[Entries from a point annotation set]

______________________________

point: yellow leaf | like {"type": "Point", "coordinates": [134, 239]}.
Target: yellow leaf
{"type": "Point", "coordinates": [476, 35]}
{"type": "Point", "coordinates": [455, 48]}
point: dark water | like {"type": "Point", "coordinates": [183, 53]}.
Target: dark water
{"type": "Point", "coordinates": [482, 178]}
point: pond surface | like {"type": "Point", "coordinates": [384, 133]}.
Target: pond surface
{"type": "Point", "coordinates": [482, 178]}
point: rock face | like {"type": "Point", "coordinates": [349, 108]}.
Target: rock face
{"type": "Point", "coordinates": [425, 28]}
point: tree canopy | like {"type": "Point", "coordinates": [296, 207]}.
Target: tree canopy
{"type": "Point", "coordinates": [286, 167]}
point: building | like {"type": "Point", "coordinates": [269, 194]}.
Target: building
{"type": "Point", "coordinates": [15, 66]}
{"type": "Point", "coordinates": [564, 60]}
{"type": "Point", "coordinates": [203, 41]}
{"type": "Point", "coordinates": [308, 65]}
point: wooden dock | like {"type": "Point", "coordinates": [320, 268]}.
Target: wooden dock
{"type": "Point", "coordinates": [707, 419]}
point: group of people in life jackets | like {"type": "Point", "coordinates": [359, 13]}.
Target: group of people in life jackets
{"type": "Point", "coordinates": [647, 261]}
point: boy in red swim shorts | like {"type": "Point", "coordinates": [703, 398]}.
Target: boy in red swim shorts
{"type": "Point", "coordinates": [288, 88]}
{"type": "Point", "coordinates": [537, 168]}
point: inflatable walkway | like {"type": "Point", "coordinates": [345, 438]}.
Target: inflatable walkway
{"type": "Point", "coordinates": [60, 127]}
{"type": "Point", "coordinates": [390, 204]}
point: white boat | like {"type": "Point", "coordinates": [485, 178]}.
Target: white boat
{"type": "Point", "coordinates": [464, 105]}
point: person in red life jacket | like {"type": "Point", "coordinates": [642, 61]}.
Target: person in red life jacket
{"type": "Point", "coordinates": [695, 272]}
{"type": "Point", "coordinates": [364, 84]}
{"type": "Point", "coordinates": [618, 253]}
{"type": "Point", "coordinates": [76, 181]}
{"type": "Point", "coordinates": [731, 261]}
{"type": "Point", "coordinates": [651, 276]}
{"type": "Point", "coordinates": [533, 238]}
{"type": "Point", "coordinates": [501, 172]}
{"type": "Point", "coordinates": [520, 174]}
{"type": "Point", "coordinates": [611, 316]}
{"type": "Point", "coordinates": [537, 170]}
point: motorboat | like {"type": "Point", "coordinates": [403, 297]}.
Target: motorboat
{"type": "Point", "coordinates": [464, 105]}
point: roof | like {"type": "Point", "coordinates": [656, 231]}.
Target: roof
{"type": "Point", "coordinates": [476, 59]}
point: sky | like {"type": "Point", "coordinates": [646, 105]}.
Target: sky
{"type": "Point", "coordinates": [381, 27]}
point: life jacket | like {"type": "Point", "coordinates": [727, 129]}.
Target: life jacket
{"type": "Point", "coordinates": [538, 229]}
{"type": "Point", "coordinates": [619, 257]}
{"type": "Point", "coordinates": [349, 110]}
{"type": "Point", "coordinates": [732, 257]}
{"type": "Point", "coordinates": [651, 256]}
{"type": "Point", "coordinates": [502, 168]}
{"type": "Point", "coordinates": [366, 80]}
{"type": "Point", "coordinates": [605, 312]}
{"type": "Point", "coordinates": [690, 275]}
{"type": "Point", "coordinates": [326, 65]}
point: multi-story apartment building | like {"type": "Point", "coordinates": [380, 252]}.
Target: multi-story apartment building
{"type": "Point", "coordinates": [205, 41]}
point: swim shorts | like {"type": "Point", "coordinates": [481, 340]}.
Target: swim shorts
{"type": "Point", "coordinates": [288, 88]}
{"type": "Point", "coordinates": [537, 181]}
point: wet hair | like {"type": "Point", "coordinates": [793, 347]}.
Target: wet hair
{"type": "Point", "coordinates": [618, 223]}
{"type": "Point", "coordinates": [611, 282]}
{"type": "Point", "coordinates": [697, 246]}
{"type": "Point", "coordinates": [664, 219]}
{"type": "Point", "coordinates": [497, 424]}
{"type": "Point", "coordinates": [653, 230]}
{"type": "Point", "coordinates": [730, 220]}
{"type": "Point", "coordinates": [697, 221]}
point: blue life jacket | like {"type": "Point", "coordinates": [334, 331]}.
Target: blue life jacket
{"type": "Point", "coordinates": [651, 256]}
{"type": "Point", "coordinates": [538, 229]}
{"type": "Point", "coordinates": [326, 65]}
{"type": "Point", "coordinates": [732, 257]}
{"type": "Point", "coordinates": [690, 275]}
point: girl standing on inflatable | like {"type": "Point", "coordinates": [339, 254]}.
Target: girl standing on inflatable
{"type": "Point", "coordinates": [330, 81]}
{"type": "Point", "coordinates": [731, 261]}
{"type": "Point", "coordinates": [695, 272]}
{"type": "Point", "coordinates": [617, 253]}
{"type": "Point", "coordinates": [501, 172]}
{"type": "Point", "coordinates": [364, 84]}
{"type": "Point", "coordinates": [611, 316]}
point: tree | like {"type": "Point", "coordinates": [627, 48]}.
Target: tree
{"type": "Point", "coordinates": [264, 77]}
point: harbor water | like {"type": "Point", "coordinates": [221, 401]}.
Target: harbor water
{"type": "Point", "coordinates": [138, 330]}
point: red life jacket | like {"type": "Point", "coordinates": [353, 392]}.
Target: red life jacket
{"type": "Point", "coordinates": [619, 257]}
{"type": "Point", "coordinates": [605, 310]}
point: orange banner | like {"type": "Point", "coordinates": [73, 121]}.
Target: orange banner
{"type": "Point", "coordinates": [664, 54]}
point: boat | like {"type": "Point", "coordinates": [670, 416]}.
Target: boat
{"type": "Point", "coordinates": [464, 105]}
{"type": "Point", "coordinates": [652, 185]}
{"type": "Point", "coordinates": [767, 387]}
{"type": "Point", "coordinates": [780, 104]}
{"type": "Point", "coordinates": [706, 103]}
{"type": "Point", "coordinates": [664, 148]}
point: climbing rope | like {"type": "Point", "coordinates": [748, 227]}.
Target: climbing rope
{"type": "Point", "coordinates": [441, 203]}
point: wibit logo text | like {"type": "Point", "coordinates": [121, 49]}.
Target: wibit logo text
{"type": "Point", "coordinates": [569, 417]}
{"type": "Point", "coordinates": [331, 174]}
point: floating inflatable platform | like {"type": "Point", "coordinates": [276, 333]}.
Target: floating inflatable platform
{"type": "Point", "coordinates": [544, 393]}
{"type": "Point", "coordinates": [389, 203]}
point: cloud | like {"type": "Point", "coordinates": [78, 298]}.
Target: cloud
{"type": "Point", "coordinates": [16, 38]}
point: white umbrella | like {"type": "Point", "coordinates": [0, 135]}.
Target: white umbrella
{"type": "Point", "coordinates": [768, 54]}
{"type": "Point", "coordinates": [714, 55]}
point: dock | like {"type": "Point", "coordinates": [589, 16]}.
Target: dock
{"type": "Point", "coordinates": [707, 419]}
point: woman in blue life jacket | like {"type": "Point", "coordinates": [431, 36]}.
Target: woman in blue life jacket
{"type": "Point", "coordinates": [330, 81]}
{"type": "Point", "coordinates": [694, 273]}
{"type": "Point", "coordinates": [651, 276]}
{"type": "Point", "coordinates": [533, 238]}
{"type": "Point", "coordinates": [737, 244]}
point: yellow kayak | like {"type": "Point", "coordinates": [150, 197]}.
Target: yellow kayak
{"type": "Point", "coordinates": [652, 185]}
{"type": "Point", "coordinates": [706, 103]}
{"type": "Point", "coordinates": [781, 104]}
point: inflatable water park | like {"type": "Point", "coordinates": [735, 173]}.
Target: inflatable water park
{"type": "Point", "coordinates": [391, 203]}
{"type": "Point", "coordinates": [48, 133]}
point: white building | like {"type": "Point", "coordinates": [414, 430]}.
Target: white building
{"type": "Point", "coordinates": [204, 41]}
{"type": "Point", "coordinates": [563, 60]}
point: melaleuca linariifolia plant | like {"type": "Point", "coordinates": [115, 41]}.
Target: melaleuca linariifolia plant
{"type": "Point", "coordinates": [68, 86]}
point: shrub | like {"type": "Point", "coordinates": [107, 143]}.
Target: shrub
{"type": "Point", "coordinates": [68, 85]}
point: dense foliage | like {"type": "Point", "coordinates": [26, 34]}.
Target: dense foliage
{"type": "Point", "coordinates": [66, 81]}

______________________________

### SHORT TASK
Repeat exactly, and only, the lines from the line containing "point: inflatable water" through the last line of the records above, both included.

### TASK RESULT
point: inflatable water park | like {"type": "Point", "coordinates": [735, 173]}.
Target: inflatable water park
{"type": "Point", "coordinates": [391, 203]}
{"type": "Point", "coordinates": [48, 133]}
point: white building | like {"type": "Point", "coordinates": [414, 430]}.
Target: white building
{"type": "Point", "coordinates": [204, 41]}
{"type": "Point", "coordinates": [563, 60]}
point: melaleuca linariifolia plant | like {"type": "Point", "coordinates": [115, 41]}.
Target: melaleuca linariifolia plant
{"type": "Point", "coordinates": [68, 86]}
point: shrub | like {"type": "Point", "coordinates": [107, 143]}.
Target: shrub
{"type": "Point", "coordinates": [68, 85]}
point: dense foliage | like {"type": "Point", "coordinates": [26, 34]}.
Target: dense foliage
{"type": "Point", "coordinates": [66, 81]}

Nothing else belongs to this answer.